■ **Required tasks**:
1. From the Dorothy Stimson biography, quote the passage that begins at the words "Early life and" and stops after "pursued this subject.".
2. In the Dorothy Stimson biography, whose suggestion led Stimson to pursue the subject of her dissertation?

Dorothy Stimson (October 10, 1890 – September 19, 1988) was an American academic. She served as the dean of Goucher College from 1921 to 1947 and was a professor of history at the college until 1955.

Stimson served as the president of the History of Science Society between 1953 and 1957. Her research included the reception of the Copernican theory. She also edited a collection of papers by George Sarton, considered to be the founder of the discipline of the history of science.

Early life and education
Stimson was born in St. Louis, Missouri on October 10, 1890, to Henry Albert Stimson and Alice Wheaton. She was the granddaughter of a former president of Dartmouth College, and a cousin of former United States Secretary of War Henry L. Stimson. Stimson graduated from Vassar College in 1912 with a bachelor's degree. She later studied at Columbia University, from which she earned a master's degree in 1913 and doctorate in 1917. Her dissertation was titled The Gradual Acceptance of the Copernican Theory of the Universe. It was at the suggestion of James Harvey Robinson that Stimson pursued this subject.

■ **Recorded information**:
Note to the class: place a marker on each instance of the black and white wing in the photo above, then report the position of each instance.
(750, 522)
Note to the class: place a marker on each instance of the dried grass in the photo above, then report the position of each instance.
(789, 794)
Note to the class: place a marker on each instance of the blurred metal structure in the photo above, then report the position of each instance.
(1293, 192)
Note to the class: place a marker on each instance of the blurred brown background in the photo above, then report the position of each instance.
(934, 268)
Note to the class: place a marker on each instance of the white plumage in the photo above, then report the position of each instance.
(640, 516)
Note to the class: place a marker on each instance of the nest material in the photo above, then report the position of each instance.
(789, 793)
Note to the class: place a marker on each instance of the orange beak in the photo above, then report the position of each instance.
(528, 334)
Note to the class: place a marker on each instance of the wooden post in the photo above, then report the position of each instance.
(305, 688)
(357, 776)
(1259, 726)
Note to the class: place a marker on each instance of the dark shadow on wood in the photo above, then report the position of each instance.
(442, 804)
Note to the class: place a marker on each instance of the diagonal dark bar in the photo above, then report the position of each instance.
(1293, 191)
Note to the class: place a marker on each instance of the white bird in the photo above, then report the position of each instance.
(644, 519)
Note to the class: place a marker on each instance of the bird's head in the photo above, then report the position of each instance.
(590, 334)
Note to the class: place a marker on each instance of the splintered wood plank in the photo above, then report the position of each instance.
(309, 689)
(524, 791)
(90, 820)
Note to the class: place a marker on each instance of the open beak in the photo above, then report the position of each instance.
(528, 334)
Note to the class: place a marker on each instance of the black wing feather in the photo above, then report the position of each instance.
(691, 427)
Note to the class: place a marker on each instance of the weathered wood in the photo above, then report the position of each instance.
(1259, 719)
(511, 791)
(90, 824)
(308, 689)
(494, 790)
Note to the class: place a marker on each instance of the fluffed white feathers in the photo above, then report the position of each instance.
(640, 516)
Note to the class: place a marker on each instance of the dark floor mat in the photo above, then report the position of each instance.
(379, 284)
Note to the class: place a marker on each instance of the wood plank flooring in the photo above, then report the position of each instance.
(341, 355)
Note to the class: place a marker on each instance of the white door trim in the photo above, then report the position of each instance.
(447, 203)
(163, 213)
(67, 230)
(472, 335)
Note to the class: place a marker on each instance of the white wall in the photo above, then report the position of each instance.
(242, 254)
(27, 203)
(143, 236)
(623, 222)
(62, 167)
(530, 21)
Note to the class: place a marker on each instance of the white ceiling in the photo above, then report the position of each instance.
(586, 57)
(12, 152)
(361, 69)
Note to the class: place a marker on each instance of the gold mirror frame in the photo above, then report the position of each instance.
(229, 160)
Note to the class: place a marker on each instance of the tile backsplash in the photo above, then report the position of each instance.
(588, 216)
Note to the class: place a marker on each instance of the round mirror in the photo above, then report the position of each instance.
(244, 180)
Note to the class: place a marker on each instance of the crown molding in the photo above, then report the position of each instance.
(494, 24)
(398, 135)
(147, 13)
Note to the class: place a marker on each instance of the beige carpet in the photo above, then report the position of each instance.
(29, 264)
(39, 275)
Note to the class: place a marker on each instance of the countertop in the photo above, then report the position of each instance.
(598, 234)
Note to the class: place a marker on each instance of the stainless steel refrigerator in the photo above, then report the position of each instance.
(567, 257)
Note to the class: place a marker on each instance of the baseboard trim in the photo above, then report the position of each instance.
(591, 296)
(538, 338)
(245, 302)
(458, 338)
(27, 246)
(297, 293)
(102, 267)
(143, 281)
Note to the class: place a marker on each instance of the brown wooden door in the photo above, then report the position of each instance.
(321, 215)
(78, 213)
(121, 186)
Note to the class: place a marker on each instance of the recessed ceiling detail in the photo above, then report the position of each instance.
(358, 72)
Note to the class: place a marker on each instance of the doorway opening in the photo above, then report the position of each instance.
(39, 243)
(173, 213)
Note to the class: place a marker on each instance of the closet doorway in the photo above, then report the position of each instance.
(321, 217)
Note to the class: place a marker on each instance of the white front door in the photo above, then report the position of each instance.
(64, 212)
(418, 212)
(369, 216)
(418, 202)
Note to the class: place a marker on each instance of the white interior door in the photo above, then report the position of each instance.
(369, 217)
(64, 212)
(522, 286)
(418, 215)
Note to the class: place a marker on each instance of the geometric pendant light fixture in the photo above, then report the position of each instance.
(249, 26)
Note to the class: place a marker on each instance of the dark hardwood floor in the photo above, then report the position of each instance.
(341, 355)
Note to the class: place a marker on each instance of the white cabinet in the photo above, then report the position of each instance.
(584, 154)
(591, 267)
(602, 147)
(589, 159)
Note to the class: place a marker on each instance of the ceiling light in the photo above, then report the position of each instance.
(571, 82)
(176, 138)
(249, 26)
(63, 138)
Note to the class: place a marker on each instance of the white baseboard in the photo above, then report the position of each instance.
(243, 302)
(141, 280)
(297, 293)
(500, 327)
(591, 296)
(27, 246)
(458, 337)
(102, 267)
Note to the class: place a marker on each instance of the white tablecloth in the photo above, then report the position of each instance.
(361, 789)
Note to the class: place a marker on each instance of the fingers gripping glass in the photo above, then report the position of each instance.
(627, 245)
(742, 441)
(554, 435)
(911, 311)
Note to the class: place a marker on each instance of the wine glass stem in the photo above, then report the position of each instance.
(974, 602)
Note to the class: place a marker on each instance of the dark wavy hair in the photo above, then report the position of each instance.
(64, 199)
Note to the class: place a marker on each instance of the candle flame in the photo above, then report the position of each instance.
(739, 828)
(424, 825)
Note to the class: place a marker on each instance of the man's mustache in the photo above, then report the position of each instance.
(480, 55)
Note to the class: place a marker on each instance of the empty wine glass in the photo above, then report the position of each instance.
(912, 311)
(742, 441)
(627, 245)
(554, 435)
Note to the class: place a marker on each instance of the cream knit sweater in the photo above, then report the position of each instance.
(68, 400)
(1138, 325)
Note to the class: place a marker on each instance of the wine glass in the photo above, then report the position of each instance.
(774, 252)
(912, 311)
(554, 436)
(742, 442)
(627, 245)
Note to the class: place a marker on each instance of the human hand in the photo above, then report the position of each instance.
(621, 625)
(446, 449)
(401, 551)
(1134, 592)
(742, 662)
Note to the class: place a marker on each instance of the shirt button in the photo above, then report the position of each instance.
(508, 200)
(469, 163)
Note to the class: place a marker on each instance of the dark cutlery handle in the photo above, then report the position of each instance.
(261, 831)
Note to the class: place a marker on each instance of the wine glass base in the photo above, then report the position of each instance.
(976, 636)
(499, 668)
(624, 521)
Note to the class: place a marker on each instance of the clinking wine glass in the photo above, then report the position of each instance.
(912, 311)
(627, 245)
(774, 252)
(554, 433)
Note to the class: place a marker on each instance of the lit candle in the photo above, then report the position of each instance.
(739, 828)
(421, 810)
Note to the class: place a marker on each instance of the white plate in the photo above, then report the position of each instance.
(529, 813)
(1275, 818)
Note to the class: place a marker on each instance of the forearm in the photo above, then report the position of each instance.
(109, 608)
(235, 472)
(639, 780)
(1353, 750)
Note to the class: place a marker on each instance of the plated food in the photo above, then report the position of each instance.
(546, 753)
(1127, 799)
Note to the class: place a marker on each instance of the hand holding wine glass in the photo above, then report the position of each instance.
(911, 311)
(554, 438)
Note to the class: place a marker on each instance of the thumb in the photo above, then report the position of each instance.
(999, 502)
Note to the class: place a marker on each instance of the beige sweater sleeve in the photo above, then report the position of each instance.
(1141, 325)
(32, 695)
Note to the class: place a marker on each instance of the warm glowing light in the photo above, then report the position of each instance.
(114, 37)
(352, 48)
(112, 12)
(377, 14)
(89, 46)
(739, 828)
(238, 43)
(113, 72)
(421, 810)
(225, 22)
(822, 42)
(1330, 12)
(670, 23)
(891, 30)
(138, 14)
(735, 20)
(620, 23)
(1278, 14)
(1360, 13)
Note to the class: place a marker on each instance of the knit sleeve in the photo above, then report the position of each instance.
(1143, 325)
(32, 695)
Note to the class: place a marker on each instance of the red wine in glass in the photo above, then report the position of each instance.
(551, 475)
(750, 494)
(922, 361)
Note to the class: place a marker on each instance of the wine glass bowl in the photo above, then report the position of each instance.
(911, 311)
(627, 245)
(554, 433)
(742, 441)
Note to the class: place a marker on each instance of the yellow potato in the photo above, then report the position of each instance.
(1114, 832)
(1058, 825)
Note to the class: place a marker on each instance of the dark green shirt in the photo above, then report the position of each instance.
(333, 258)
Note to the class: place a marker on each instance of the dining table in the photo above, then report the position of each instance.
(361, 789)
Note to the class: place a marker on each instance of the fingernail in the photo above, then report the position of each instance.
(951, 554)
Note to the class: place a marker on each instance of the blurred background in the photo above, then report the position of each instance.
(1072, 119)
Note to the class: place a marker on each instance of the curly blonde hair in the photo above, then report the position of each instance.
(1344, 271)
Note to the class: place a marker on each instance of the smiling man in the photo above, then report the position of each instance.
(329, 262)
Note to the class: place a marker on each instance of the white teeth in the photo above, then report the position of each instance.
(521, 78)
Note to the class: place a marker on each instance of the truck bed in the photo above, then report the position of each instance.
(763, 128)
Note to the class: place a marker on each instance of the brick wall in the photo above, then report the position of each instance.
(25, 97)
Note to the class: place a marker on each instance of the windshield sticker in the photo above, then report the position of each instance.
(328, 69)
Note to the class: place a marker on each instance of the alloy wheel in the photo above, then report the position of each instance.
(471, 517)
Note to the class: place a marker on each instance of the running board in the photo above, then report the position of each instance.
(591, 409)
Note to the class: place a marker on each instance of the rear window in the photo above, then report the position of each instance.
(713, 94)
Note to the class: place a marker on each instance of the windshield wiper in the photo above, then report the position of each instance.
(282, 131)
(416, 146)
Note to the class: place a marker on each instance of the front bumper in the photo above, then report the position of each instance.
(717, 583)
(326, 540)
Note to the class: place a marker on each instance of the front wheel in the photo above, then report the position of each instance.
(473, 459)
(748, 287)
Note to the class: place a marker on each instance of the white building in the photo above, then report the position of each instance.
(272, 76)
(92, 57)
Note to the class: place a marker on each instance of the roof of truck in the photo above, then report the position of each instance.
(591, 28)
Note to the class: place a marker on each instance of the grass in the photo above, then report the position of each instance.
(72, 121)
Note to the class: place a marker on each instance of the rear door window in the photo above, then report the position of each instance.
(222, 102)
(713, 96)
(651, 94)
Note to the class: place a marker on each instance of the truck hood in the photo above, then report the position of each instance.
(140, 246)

■ **Solutions**:
1.
Early life and education
Stimson was born in St. Louis, Missouri on October 10, 1890, to Henry Albert Stimson and Alice Wheaton. She was the granddaughter of a former president of Dartmouth College, and a cousin of former United States Secretary of War Henry L. Stimson. Stimson graduated from Vassar College in 1912 with a bachelor's degree. She later studied at Columbia University, from which she earned a master's degree in 1913 and doctorate in 1917. Her dissertation was titled The Gradual Acceptance of the Copernican Theory of the Universe. It was at the suggestion of James Harvey Robinson that Stimson pursued this subject.

2. James Harvey Robinson